# [WORK TO DO]
Please print the material below word for word, from its first line up to and including the line with "[0,0,1344,582]", leaving the pictures out.

# [EXERCISE INPUTS]

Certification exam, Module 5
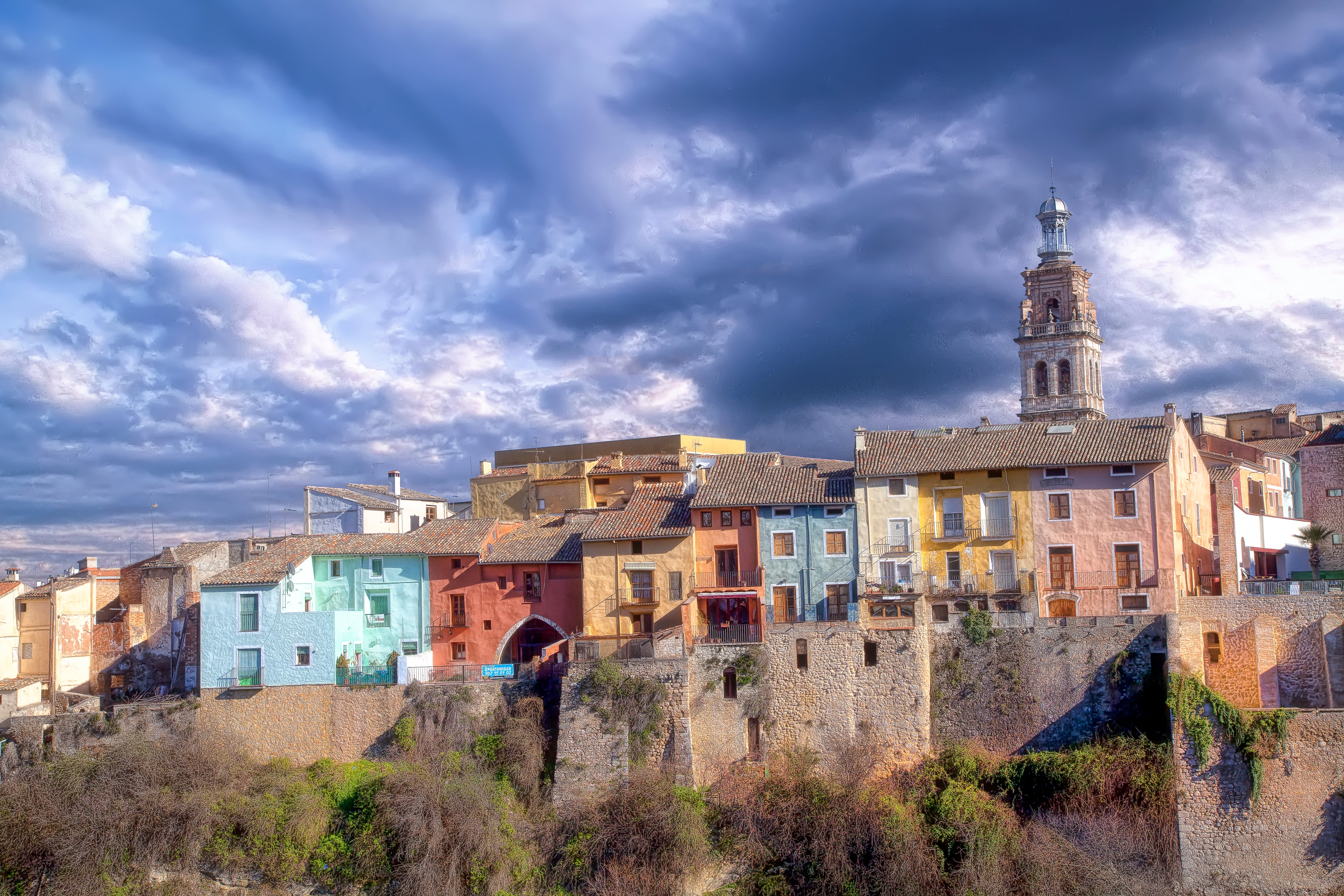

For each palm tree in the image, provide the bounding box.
[1297,523,1335,579]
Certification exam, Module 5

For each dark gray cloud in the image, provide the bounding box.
[0,0,1344,572]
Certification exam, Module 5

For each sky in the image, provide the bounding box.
[0,0,1344,582]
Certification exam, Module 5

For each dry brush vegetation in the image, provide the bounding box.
[0,677,1175,896]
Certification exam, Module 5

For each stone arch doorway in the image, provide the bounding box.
[495,614,564,662]
[1050,598,1078,619]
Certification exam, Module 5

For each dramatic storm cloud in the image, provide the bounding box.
[0,0,1344,580]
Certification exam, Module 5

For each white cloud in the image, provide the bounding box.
[0,88,151,278]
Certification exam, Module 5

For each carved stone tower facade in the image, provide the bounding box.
[1013,187,1106,422]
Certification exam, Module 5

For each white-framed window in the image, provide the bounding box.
[238,594,261,631]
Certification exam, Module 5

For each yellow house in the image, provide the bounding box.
[583,477,695,637]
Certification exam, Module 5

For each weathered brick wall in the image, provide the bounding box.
[930,614,1167,754]
[1298,442,1344,570]
[196,682,513,764]
[552,657,691,803]
[1175,709,1344,896]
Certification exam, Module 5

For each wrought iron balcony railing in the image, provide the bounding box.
[691,567,762,591]
[219,666,266,690]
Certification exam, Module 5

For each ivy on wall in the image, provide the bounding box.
[1167,672,1297,803]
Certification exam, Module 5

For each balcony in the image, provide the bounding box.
[695,623,761,644]
[218,666,266,690]
[617,584,663,607]
[1036,570,1171,594]
[691,567,762,591]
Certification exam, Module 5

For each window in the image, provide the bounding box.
[1050,545,1074,591]
[723,666,738,700]
[827,582,849,621]
[238,594,261,631]
[1120,594,1148,611]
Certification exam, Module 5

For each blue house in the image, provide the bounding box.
[200,535,430,689]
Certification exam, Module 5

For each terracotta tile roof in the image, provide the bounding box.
[401,516,499,556]
[308,485,398,511]
[481,511,598,564]
[691,451,853,508]
[855,416,1172,476]
[345,482,448,501]
[1302,423,1344,447]
[1247,433,1312,457]
[141,541,228,568]
[583,482,694,541]
[589,454,708,476]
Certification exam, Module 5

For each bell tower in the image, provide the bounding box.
[1013,187,1106,422]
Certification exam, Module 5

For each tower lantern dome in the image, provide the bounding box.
[1036,187,1074,265]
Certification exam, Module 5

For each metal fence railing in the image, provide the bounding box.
[219,666,266,690]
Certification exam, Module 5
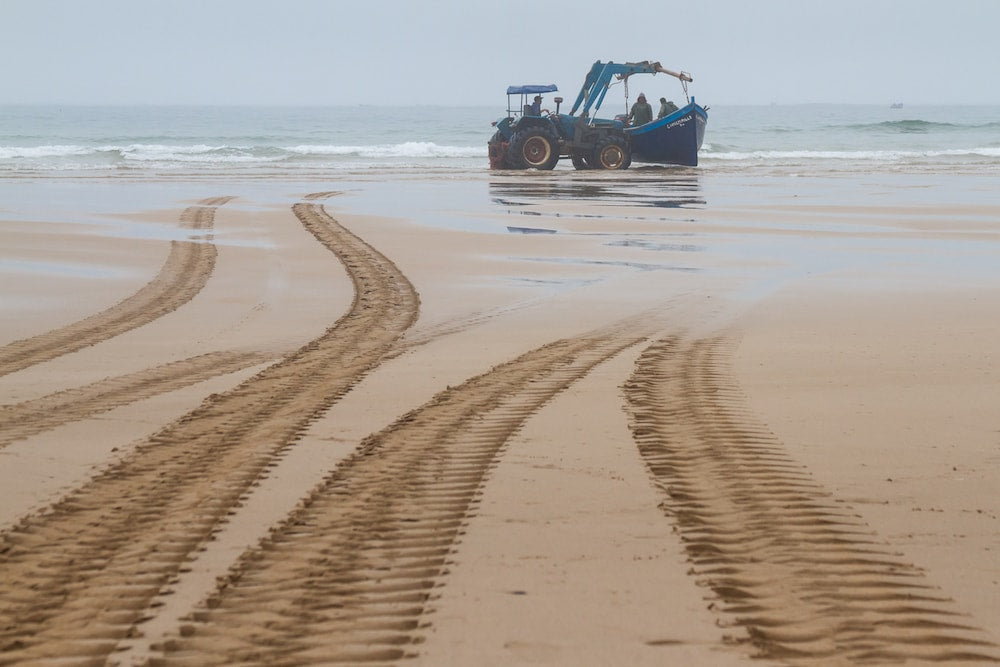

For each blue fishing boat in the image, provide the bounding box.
[488,60,708,169]
[625,97,708,167]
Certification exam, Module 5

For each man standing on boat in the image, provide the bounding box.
[628,93,653,127]
[656,97,677,120]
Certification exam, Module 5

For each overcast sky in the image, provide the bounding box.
[0,0,1000,106]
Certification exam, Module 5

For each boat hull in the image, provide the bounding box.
[625,99,708,167]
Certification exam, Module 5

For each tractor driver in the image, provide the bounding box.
[531,95,542,116]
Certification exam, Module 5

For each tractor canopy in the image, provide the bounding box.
[507,83,559,95]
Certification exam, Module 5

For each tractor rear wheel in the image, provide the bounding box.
[590,137,632,169]
[510,127,559,170]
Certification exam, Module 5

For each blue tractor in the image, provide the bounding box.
[488,61,707,170]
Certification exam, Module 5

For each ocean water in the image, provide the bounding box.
[0,104,1000,178]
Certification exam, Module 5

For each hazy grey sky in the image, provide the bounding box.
[0,0,1000,106]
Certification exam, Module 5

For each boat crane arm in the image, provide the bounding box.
[570,60,694,115]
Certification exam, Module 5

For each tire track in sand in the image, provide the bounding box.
[153,323,642,665]
[0,351,274,449]
[626,337,998,664]
[0,197,233,376]
[0,204,419,663]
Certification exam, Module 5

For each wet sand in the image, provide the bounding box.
[0,170,1000,665]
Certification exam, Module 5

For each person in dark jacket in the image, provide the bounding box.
[656,97,677,120]
[628,93,653,127]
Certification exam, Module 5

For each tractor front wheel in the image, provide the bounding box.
[509,127,559,170]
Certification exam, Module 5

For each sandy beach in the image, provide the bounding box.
[0,169,1000,665]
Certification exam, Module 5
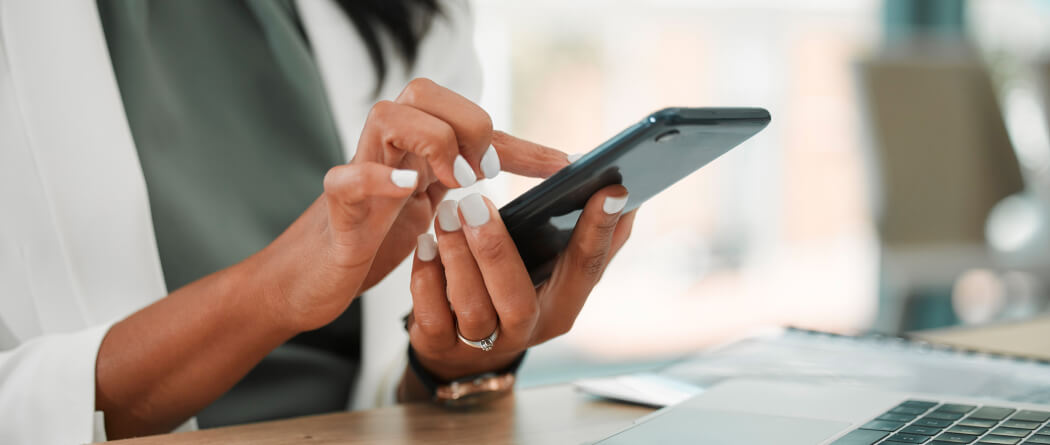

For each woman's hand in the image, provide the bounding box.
[408,138,634,380]
[259,79,566,331]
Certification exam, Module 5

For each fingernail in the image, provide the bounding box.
[438,199,460,232]
[453,154,478,187]
[460,193,488,227]
[416,233,438,261]
[481,146,500,179]
[602,195,627,215]
[391,170,419,189]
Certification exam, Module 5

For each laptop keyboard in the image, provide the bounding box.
[832,400,1050,445]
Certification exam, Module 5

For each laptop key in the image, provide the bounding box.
[978,435,1021,445]
[937,432,978,444]
[1000,416,1043,429]
[948,425,988,436]
[832,429,889,445]
[1023,435,1050,445]
[970,406,1016,420]
[926,411,963,420]
[956,418,999,428]
[912,418,961,428]
[1010,409,1050,422]
[886,432,929,444]
[898,400,937,409]
[876,412,916,422]
[935,403,977,414]
[901,425,941,436]
[991,426,1032,438]
[861,420,904,431]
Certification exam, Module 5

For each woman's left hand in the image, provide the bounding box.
[407,137,634,380]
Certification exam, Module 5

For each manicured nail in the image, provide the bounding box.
[391,166,419,189]
[481,146,500,179]
[602,195,627,215]
[438,199,460,232]
[453,154,478,187]
[460,193,488,227]
[416,233,438,261]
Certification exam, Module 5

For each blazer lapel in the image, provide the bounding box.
[0,0,166,323]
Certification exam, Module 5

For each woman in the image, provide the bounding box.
[0,0,632,444]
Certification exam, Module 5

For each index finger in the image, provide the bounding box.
[394,78,500,177]
[492,131,569,177]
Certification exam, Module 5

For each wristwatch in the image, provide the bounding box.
[408,344,525,406]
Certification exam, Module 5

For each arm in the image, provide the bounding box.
[96,80,503,438]
[96,80,566,439]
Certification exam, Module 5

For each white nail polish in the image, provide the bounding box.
[391,170,419,189]
[416,233,438,261]
[438,199,460,232]
[481,146,500,179]
[453,154,478,187]
[460,193,488,227]
[602,195,627,215]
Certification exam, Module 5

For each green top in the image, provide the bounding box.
[98,0,360,426]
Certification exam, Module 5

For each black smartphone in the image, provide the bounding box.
[500,108,770,285]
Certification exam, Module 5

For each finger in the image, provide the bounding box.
[435,200,500,340]
[395,79,500,177]
[609,209,638,261]
[408,233,456,351]
[354,101,477,188]
[540,186,627,338]
[459,193,540,339]
[324,163,419,232]
[492,131,569,177]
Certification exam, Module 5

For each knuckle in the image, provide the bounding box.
[414,316,446,339]
[470,111,492,145]
[500,300,540,331]
[456,303,496,331]
[368,101,397,122]
[575,251,606,277]
[475,235,508,263]
[594,215,618,239]
[400,78,437,103]
[423,121,459,158]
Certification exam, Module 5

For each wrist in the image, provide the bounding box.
[415,351,525,383]
[228,251,307,338]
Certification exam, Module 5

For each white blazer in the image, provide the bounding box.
[0,0,481,444]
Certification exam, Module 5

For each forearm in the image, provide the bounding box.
[96,251,296,439]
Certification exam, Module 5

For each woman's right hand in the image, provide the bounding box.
[252,79,567,332]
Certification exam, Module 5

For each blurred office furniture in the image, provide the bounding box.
[104,317,1050,445]
[858,0,1024,333]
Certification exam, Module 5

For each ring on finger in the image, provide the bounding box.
[456,324,500,352]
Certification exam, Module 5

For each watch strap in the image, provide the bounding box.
[408,343,525,397]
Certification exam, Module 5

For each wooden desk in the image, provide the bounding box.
[102,317,1050,445]
[106,385,652,445]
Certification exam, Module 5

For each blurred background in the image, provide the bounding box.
[464,0,1050,385]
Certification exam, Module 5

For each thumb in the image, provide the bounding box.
[492,131,569,177]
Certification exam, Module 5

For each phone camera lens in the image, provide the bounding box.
[653,130,679,143]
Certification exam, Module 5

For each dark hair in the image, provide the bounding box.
[336,0,441,93]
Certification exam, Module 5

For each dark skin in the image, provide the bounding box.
[96,80,631,439]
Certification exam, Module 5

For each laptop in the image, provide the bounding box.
[597,379,1050,445]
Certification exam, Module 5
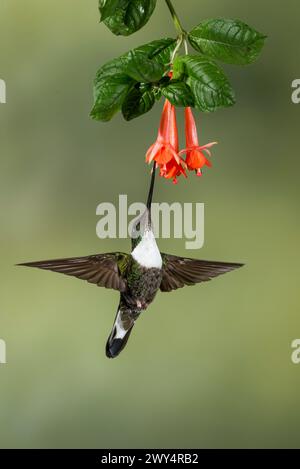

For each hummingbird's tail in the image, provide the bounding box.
[106,301,139,358]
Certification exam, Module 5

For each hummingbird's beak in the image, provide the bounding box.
[146,161,156,228]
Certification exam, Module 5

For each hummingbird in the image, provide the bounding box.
[18,165,243,358]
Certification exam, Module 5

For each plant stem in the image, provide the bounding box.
[166,0,186,36]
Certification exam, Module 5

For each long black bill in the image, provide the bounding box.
[147,161,156,214]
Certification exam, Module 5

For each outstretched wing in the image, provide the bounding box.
[18,252,129,292]
[160,254,243,292]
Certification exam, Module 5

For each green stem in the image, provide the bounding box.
[166,0,186,36]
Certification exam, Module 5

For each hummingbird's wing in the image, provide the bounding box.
[160,253,243,292]
[18,252,129,292]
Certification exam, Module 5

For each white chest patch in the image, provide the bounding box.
[131,231,162,269]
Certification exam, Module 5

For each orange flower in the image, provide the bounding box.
[160,159,187,184]
[179,107,217,176]
[146,100,180,166]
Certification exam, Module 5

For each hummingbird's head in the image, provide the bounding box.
[131,208,152,249]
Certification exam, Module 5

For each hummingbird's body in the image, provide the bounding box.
[20,168,242,358]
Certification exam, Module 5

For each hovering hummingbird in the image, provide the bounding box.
[18,166,243,358]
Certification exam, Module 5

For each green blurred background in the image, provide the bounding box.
[0,0,300,448]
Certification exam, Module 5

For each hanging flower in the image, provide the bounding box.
[146,100,180,166]
[179,107,217,176]
[160,160,187,184]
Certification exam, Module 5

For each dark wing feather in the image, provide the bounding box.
[160,254,243,292]
[18,252,129,292]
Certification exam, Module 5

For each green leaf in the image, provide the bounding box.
[189,18,266,65]
[124,50,167,83]
[91,74,134,122]
[99,0,156,36]
[161,80,195,107]
[122,85,155,121]
[91,39,176,122]
[176,55,235,112]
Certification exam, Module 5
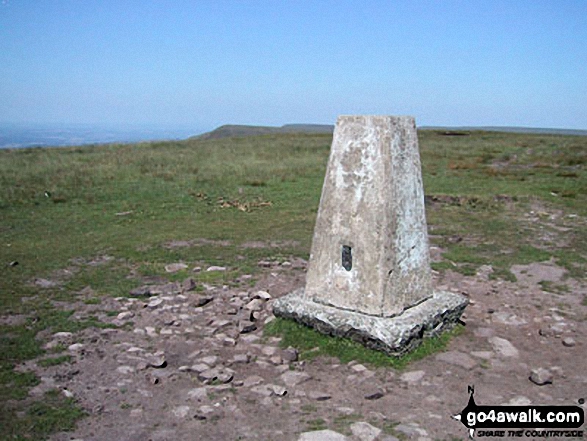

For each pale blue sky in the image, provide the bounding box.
[0,0,587,129]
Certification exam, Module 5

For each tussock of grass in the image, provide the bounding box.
[264,318,463,369]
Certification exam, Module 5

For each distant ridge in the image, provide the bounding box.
[191,124,334,140]
[190,124,587,140]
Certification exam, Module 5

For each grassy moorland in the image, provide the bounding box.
[0,131,587,439]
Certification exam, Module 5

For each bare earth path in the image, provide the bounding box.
[23,261,587,441]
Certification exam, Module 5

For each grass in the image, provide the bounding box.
[0,127,587,438]
[264,318,463,369]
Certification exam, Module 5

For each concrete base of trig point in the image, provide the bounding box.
[273,116,467,356]
[273,288,468,357]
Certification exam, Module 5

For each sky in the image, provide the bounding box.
[0,0,587,130]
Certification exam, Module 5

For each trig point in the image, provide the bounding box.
[273,116,467,356]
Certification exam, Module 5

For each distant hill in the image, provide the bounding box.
[418,126,587,136]
[190,124,587,140]
[191,124,334,140]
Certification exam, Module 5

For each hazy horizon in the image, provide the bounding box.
[0,0,587,130]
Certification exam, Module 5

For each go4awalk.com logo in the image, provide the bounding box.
[453,386,585,439]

# [OUTPUT OF THE TASK]
Certification exam, Module 5

For each palm tree in the image, provide the bounding box.
[1297,523,1335,579]
Certification exam, Module 5

For each dark gray cloud in the image, provide the bounding box.
[0,0,1344,572]
Certification exam, Module 5

For each sky in the image, provide the bounding box.
[0,0,1344,582]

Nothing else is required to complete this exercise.